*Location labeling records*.
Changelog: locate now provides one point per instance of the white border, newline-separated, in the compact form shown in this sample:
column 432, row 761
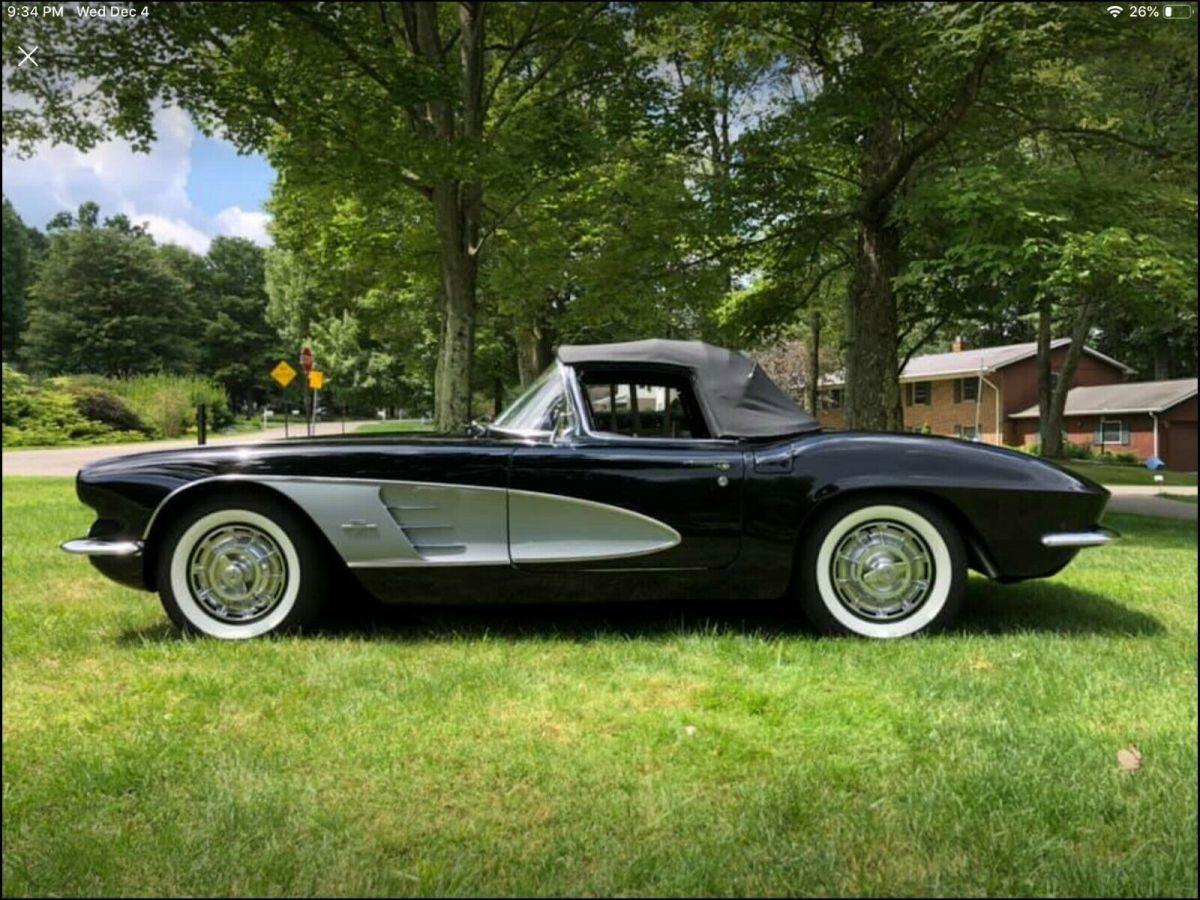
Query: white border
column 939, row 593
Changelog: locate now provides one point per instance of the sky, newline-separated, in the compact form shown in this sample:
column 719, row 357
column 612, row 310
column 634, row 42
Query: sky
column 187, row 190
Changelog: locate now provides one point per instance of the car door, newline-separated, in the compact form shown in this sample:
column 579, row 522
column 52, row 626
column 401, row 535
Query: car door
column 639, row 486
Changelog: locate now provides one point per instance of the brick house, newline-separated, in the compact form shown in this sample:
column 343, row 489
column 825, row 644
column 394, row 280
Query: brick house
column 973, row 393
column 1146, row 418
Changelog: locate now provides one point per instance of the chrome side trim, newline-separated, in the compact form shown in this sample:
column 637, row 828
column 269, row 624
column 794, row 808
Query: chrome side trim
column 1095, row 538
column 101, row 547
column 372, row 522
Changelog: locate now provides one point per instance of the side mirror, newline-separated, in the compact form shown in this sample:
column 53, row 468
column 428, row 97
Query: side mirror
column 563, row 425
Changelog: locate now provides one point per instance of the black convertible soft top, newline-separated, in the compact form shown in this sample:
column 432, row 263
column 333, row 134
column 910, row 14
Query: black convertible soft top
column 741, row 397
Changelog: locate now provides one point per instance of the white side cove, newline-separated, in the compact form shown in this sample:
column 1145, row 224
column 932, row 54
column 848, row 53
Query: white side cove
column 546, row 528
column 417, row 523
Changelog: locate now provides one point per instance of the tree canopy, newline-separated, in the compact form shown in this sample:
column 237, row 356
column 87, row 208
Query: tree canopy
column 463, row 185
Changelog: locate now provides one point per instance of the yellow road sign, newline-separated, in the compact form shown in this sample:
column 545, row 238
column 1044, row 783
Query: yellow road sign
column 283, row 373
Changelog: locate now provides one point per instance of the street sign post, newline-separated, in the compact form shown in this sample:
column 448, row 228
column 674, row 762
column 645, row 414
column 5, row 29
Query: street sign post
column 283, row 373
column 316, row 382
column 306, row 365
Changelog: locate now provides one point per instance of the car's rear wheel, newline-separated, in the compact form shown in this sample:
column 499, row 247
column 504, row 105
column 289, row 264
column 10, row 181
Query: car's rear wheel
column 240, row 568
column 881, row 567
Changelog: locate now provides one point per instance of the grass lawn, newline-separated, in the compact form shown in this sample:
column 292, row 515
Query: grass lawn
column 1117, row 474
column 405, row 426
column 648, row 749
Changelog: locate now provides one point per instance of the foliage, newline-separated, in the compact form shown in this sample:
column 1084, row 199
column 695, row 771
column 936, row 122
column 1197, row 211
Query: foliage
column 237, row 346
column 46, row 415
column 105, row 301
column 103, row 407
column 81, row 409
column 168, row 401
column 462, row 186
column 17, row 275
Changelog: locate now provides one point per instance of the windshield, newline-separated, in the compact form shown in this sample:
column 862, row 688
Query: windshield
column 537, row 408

* * *

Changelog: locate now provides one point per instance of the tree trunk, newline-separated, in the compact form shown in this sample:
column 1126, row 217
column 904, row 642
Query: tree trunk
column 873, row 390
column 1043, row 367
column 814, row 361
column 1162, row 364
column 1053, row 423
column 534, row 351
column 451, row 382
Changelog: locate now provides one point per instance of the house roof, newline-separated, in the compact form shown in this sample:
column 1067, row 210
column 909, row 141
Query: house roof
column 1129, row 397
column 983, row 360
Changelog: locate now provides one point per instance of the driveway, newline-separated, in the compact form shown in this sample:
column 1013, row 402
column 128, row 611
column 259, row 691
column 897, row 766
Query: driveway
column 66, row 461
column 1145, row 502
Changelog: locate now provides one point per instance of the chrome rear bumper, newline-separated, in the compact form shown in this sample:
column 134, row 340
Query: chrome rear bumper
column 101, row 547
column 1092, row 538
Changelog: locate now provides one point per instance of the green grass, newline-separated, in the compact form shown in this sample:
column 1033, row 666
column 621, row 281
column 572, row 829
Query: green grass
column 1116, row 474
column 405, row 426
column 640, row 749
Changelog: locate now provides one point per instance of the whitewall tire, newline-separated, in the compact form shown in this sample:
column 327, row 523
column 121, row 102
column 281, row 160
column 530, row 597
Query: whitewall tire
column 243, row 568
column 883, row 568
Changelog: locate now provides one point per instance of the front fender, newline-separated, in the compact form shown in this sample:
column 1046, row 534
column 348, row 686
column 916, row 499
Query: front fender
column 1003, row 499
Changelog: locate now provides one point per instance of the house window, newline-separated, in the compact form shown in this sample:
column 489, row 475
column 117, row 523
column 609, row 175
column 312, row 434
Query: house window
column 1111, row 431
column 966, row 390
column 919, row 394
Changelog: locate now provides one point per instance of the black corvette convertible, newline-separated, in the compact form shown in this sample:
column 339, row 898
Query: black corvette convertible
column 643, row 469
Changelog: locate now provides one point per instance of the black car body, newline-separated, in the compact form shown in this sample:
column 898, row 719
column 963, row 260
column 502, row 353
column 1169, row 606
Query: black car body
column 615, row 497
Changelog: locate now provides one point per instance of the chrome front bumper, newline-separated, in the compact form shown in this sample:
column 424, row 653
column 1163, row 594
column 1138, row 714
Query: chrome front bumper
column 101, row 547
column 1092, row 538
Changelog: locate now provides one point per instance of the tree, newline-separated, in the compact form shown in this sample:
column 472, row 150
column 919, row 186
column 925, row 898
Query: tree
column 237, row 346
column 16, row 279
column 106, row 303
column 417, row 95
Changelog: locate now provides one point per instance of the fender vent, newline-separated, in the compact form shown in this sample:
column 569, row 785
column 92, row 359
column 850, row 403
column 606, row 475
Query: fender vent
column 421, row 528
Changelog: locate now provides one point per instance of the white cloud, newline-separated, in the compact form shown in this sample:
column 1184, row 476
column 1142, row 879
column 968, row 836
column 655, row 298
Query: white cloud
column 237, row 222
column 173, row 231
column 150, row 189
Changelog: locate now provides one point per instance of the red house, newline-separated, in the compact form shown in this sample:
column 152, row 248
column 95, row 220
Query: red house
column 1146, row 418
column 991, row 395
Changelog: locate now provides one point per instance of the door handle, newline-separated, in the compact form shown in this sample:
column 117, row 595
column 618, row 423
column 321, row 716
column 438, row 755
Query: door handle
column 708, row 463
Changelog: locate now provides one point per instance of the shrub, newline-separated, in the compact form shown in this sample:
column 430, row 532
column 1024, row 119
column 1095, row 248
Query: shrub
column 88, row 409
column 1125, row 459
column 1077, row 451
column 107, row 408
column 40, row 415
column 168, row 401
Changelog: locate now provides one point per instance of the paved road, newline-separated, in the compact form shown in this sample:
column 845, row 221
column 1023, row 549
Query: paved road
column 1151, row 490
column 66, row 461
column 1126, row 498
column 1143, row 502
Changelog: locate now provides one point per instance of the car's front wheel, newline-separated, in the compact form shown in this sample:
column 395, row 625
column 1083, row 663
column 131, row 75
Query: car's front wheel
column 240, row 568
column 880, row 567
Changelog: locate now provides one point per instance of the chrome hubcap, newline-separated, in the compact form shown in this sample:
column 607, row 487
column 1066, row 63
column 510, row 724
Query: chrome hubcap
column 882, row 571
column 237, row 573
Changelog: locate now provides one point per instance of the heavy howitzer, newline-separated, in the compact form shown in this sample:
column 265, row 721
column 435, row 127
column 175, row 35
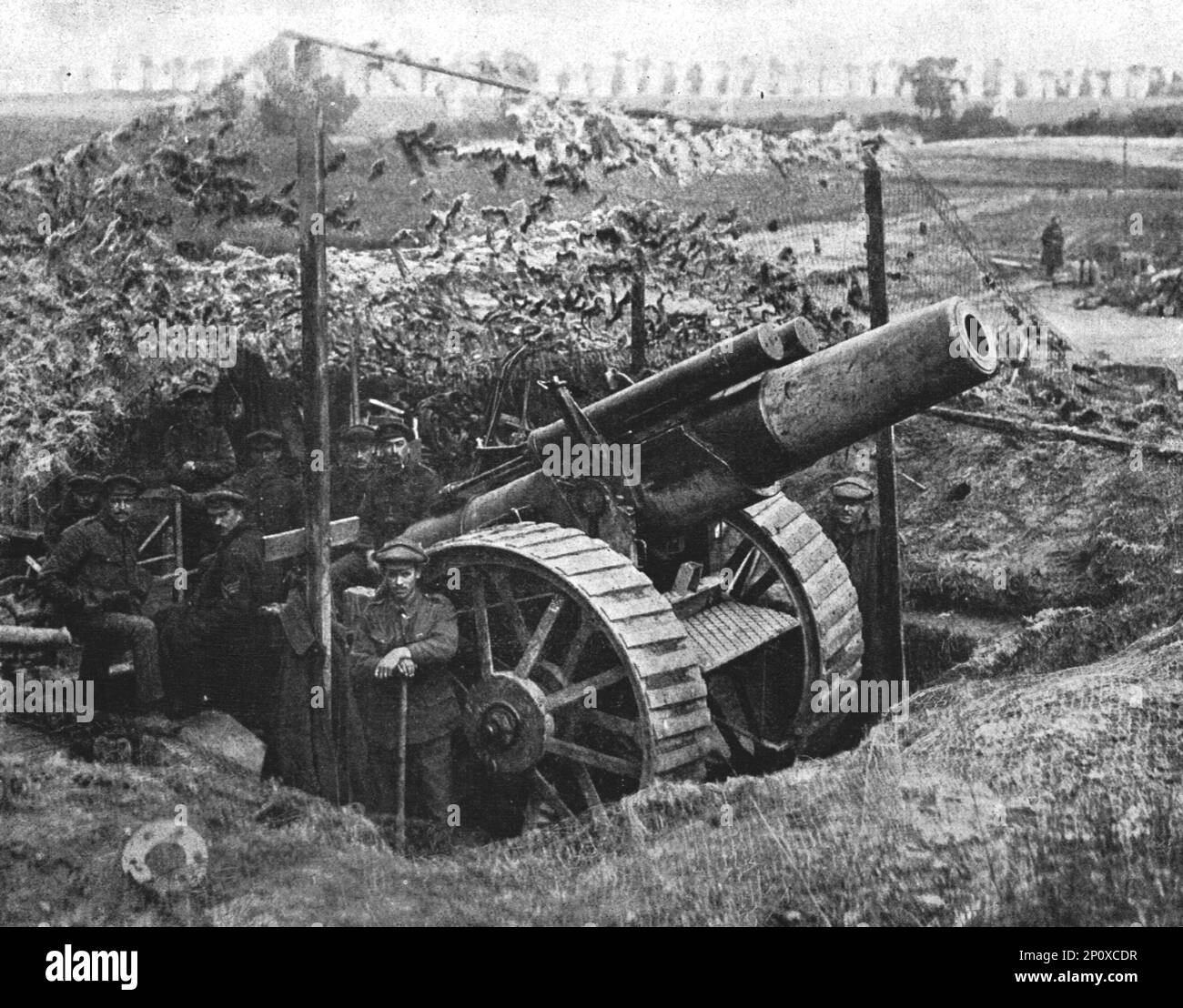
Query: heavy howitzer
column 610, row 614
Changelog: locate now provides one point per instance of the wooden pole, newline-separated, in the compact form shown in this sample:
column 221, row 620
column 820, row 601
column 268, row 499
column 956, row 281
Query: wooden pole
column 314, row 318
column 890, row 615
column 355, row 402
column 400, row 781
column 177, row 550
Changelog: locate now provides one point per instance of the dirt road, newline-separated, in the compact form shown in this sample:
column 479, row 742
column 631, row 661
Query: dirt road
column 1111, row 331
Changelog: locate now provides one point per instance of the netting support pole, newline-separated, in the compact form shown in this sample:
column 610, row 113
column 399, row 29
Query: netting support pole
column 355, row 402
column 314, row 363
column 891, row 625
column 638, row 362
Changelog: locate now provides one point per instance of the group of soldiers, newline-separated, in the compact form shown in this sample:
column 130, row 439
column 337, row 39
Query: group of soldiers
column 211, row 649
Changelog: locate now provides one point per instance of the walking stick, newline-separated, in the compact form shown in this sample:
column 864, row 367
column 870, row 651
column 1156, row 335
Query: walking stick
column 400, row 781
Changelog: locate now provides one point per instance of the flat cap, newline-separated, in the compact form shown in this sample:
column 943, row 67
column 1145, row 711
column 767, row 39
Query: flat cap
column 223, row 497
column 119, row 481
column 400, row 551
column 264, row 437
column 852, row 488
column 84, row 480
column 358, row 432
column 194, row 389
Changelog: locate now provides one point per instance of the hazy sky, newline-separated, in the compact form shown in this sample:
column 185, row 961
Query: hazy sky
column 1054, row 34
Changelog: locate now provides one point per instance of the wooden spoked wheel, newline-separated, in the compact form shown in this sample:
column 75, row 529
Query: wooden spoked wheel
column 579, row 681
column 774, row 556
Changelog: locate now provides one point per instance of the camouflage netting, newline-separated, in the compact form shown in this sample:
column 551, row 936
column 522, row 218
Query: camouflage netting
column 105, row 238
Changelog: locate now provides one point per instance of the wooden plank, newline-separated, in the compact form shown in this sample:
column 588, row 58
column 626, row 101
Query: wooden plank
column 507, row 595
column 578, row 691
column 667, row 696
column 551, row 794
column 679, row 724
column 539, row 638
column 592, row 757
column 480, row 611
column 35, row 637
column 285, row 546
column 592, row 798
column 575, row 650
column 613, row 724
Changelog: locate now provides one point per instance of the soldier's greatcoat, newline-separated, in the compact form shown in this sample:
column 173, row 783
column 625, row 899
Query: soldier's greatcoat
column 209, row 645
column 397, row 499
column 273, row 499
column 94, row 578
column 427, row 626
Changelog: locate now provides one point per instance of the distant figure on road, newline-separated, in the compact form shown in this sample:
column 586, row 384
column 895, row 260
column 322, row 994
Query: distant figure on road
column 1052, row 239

==

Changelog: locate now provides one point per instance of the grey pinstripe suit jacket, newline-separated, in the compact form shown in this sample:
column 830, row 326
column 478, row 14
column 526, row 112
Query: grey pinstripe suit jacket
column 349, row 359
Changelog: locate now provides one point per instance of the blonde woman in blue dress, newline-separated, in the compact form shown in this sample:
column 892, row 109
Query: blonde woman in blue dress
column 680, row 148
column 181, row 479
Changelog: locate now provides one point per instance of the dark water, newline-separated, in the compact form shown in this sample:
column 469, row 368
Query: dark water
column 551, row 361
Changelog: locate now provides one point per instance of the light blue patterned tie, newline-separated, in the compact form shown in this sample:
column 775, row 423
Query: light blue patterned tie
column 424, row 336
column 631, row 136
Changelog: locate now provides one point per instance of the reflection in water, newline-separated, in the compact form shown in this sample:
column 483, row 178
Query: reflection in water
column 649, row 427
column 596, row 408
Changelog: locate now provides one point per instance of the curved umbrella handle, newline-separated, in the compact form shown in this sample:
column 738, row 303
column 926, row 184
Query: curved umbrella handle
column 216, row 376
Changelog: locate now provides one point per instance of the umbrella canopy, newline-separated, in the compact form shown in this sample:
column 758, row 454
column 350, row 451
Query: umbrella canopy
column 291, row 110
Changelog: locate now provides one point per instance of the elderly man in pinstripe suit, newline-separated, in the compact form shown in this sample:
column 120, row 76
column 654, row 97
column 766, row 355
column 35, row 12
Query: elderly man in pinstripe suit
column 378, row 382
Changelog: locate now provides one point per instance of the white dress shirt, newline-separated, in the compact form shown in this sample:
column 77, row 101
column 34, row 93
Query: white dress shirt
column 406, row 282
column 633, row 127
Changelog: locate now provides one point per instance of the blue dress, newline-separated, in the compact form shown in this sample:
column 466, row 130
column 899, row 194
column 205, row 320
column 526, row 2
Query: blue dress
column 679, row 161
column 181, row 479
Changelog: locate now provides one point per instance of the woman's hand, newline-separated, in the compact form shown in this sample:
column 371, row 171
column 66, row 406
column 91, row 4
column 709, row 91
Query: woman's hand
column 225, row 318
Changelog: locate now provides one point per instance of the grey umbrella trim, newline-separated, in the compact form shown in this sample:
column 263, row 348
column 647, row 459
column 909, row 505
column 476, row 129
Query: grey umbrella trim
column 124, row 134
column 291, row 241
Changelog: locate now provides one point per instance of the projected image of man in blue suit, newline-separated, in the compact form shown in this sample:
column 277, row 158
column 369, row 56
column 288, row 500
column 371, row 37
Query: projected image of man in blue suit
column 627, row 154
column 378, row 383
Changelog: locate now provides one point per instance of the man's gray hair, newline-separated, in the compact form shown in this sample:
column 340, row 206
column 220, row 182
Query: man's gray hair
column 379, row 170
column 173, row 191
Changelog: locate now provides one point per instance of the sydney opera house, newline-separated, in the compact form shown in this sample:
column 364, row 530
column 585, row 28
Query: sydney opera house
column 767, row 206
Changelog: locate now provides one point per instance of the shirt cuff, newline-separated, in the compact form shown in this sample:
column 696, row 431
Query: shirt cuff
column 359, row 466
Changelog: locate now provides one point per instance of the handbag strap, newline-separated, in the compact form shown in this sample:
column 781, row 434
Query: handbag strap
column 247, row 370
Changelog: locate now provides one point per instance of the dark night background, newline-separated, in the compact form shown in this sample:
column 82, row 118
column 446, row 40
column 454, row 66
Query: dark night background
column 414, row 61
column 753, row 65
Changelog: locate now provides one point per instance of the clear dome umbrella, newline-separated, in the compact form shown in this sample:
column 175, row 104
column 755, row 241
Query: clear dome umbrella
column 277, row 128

*DESCRIPTION OF THE TASK*. Count the lines in the data above that contain the string "woman". Reply with the number alone.

*SOLUTION TO THIS EXERCISE*. 4